Task requirements: Reproduce the stretch of the listing from the line containing "On this screenshot, the dark shape" through the line containing "[10,123,59,141]", changing "white facade" to "cream facade" and leaving everything else as it is.

┌──

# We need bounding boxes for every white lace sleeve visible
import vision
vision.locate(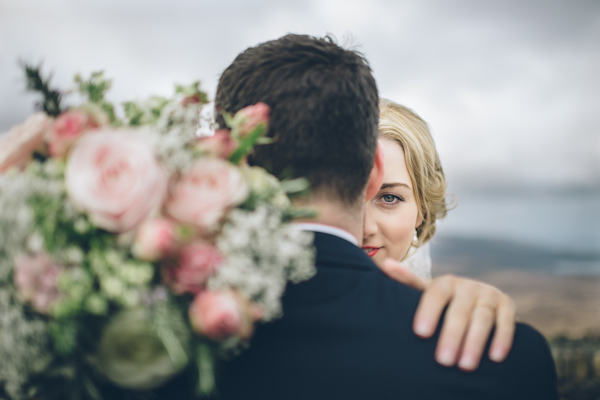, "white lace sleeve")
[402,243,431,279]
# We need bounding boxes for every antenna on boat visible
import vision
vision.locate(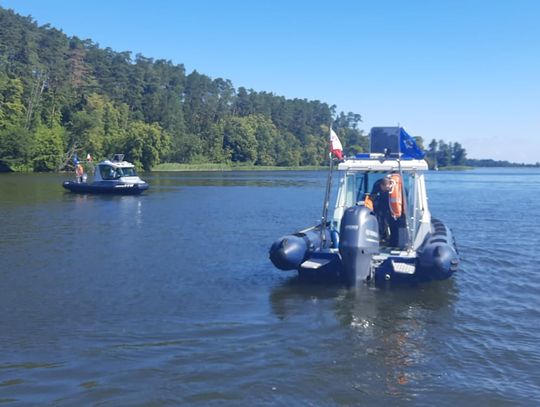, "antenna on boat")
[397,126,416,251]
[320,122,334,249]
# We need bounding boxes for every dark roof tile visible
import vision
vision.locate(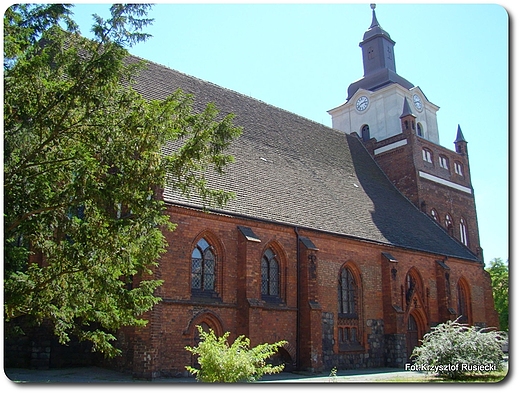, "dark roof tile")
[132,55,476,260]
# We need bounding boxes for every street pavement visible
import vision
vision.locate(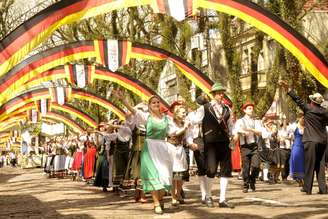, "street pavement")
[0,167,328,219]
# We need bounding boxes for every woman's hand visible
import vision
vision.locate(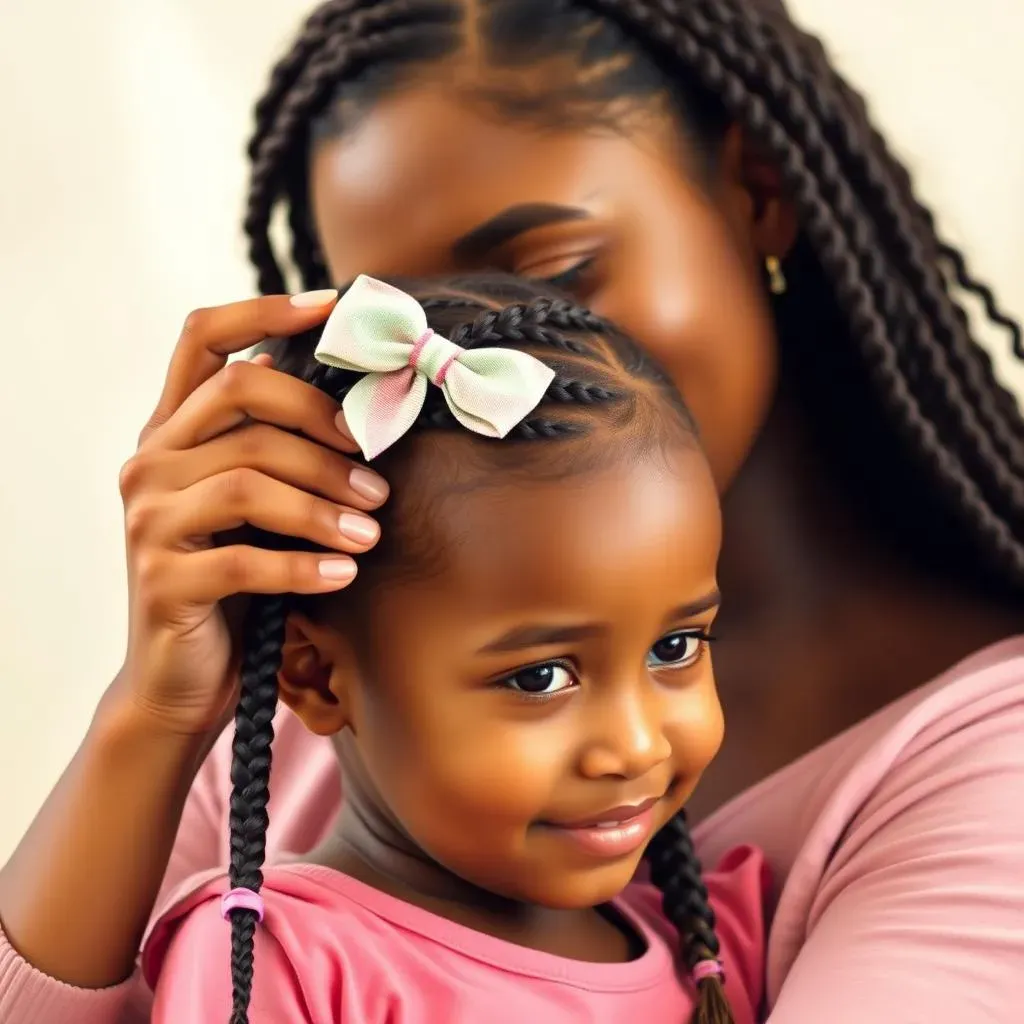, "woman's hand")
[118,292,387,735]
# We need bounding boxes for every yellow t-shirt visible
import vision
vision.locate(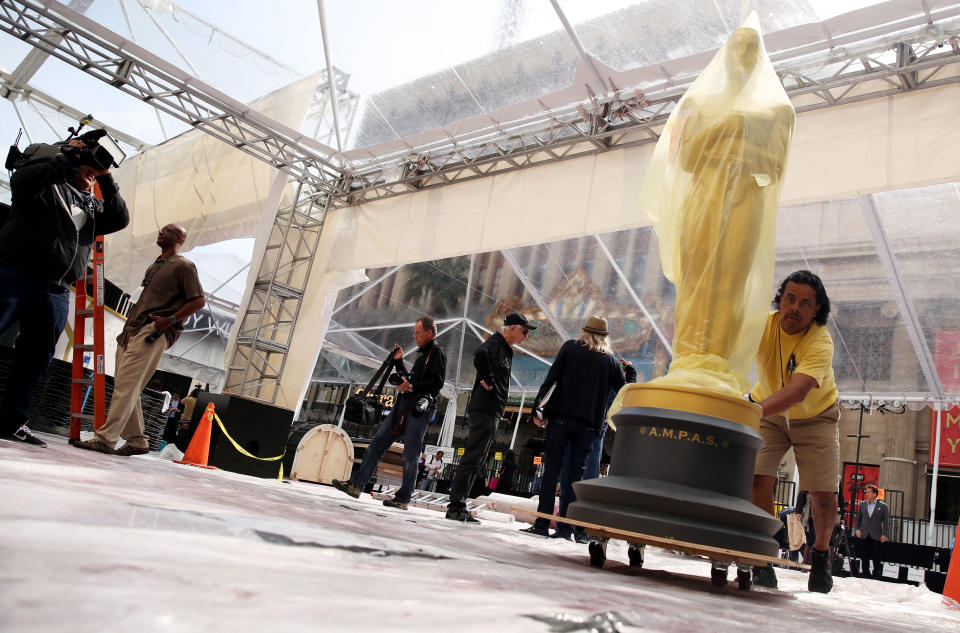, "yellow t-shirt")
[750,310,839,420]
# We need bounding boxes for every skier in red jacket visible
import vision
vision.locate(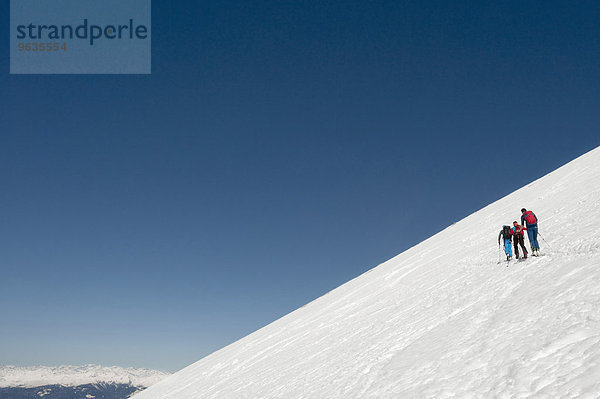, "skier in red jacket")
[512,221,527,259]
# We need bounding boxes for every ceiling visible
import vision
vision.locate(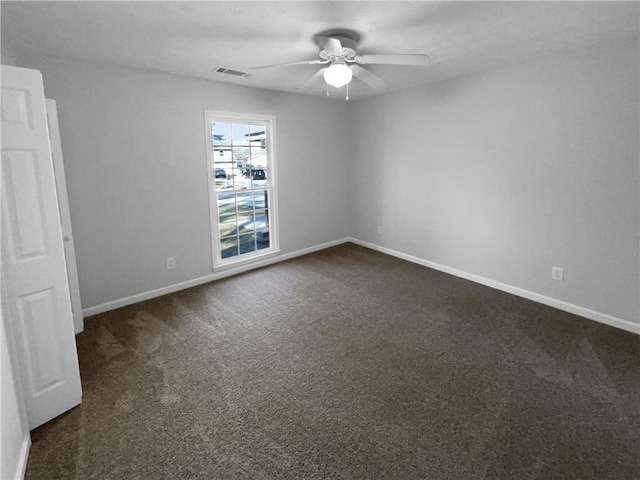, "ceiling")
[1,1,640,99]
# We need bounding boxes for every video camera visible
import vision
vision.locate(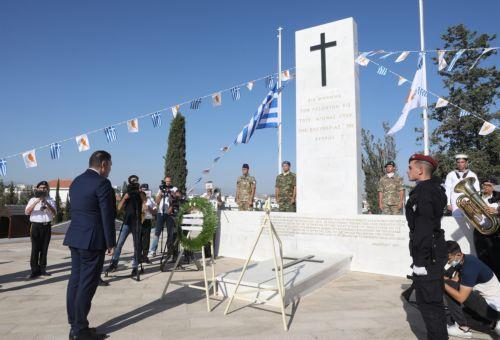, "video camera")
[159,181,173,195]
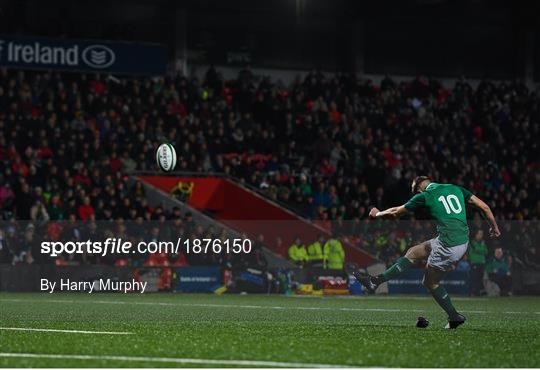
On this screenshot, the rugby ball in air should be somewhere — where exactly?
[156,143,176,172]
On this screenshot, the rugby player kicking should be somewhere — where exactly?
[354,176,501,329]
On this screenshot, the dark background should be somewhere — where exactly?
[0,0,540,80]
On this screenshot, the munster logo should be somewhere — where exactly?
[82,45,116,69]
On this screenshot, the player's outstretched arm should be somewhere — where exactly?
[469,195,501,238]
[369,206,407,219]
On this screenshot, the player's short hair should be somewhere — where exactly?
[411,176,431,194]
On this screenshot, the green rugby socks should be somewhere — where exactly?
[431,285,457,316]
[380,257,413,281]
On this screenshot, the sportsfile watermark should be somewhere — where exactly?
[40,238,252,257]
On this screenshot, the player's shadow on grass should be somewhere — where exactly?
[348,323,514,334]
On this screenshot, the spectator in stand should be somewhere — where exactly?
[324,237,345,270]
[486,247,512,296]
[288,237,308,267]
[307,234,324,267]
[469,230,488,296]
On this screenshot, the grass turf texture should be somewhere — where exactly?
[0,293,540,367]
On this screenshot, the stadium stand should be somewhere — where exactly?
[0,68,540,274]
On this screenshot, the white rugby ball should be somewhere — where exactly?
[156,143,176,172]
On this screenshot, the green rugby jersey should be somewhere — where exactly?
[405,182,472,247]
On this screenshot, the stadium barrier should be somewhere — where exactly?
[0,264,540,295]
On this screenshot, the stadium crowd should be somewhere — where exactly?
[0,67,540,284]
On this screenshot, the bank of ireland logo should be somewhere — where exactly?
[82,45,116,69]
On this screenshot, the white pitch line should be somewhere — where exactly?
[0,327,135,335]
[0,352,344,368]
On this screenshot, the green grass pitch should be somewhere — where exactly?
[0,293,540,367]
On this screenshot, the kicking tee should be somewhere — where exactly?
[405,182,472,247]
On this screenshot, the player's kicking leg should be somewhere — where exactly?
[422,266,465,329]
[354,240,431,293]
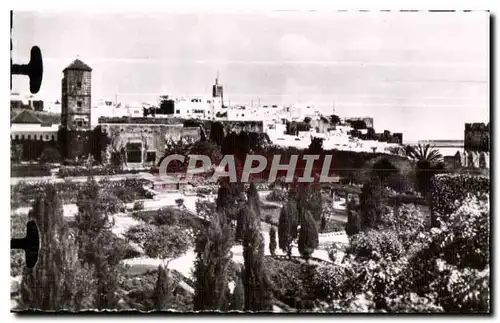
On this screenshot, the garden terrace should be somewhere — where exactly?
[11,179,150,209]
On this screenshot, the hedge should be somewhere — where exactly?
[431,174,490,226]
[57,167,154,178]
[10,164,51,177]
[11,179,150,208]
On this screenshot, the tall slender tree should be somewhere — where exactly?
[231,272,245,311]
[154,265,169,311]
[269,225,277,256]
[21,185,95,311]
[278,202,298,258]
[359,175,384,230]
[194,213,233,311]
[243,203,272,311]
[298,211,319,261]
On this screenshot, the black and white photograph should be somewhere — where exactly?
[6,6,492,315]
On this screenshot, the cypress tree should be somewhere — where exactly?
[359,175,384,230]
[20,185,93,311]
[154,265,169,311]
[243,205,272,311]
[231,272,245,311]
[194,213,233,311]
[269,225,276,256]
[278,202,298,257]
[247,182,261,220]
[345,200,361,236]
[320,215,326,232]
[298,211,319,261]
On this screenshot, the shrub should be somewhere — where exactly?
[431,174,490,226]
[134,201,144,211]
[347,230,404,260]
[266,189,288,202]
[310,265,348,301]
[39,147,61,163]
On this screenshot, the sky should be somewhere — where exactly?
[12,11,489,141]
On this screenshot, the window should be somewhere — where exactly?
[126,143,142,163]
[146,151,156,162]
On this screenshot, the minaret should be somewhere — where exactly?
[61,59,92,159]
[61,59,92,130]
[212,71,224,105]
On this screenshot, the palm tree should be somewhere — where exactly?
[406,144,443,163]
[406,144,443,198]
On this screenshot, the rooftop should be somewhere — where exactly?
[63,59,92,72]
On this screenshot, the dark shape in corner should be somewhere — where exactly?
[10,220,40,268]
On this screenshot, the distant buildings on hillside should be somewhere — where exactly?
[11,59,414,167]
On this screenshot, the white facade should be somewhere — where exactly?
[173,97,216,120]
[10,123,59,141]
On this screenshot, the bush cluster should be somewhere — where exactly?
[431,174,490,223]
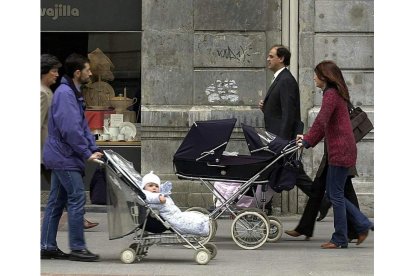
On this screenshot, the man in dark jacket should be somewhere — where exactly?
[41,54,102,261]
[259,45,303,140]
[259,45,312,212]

└──

Exercise output:
On this screenshot, the dark shape in corner should be somewhere — where exactly?
[10,220,40,268]
On this screenshot, the distant buildings on hillside should be somewhere — where exactly?
[11,59,414,167]
On this screenshot, the cream facade should be somewhere — where exactly?
[173,97,216,120]
[10,123,59,141]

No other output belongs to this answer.